*Problem to solve*: Would you return the full listing exactly, with nothing altered?

*The records*:
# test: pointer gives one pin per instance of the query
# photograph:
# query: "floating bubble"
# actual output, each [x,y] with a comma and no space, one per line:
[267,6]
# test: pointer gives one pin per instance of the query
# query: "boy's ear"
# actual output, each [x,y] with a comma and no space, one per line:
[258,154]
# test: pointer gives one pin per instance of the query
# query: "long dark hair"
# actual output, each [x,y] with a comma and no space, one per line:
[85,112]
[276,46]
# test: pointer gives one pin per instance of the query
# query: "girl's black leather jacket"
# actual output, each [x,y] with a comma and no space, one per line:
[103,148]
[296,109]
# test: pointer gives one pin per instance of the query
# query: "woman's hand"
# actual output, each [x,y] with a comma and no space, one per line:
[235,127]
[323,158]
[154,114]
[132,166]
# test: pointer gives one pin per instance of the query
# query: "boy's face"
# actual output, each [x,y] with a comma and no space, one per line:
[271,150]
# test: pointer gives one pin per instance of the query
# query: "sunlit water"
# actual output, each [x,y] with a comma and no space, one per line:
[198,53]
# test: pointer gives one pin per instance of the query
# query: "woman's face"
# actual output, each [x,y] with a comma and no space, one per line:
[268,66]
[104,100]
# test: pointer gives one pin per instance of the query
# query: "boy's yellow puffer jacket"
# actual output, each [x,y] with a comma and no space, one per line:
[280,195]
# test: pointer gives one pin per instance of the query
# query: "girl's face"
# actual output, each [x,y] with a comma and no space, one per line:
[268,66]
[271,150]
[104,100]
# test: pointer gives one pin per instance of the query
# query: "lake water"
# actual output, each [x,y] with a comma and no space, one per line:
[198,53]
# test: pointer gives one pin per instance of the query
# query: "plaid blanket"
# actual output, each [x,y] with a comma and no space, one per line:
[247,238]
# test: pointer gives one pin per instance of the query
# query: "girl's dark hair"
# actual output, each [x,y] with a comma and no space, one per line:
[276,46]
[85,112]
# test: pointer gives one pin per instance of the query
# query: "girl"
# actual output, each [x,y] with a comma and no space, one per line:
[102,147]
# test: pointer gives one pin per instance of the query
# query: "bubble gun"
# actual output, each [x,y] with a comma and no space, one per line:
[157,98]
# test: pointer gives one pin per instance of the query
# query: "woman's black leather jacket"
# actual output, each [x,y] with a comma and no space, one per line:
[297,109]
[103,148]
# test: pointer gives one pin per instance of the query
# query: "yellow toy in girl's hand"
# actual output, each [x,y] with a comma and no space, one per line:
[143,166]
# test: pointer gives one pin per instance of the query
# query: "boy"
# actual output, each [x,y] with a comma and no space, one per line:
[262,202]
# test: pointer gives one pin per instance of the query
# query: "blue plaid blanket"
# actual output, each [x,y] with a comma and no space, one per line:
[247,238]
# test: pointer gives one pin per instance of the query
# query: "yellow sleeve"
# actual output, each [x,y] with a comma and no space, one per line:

*Result for this exercise*:
# test: pointer gives one pin per instance of the query
# photograph:
# query: "floating bubble"
# actual output, each [x,y] with a comma and no space, one per line:
[267,6]
# test: pointer gives one pin per instance of the query
# query: "boy's ear"
# actual output, each [x,y] with a comma and no space, one per line:
[258,154]
# test: pointer gives one pin per instance of the query
# query: "long dark hair"
# actual output, each [x,y] with a comma and no space, one per line:
[85,112]
[276,46]
# test: pointer gives one pin per instance of the query
# query: "girl's black leather jacket"
# actual output, each [x,y] with a comma and no space, one per line:
[103,148]
[296,109]
# test: pointer gives one pin per instance of the query
# query: "woman's hand"
# actual output, each [x,y] with a comma and no space, one per line:
[235,127]
[323,158]
[154,114]
[132,166]
# test: pointer gives one pin per instance of the query
# query: "boy's face"
# actual output, each [x,y] with a comma and no space, one per line:
[271,150]
# test: pointer gives one pin per instance of the query
# query: "sunlit water"
# actual output, each [x,y] with a comma and no space, one per line:
[198,53]
# test: pointer gives one pin per instance of the query
# query: "woman's face"
# actual output, each [x,y] with a comma and no space, one per line:
[268,66]
[104,100]
# test: pointer gives one pin per instance of the query
# query: "boy's yellow puffer jacket"
# actual output, each [x,y] with a comma and no space, one per line:
[280,195]
# test: pointer gives one pin per instance of the query
# query: "girl's face"
# actual output, each [x,y] with a comma and no space, one per line:
[268,66]
[271,150]
[104,100]
# test: pointer gives one pin per instance of the query
# query: "lake water"
# actual output, each [x,y] with a comma and no space, one per line:
[198,53]
# test: pointer gives one pin per instance of the query
# query: "plaid blanket"
# actual output, each [x,y] with a comma and no space, one per line:
[247,238]
# test: pointer gives one pin per instance of the query
# query: "girl's dark hair"
# actual output, each [x,y] with a comma and no space, one per line:
[276,46]
[85,112]
# test: pointer gives one pin per instance of the query
# query: "girl"
# actual output, each [x,y] with a comma and no space, one per line:
[102,147]
# test: pointer gives one pin per instance of the query
# query: "bubble gun"
# actual output, each [x,y] with a comma and no space, one per line:
[157,98]
# test: pointer gives one pin per instance of the query
# query: "woman's black leather jacket"
# actual output, each [x,y] with a comma and no space, one per line:
[297,109]
[103,148]
# test: pointer gives one pin per instance of the query
# query: "yellow toy in girl's hand"
# actual output, each [x,y] with a comma and no space, one per line:
[143,166]
# test: pointer gives one pin per instance of the query
# query: "boy"
# actual output, each [x,y] with a comma and no space, one per line:
[262,202]
# test: pointer gives one pin per instance of the query
# query: "blue plaid blanket"
# actual output, each [x,y] with a comma and no space, one per line:
[247,238]
# test: pointer gives one pin per instance of the query
# query: "yellow sleeve"
# actual output, each [x,y] with a comma and no space, one per line:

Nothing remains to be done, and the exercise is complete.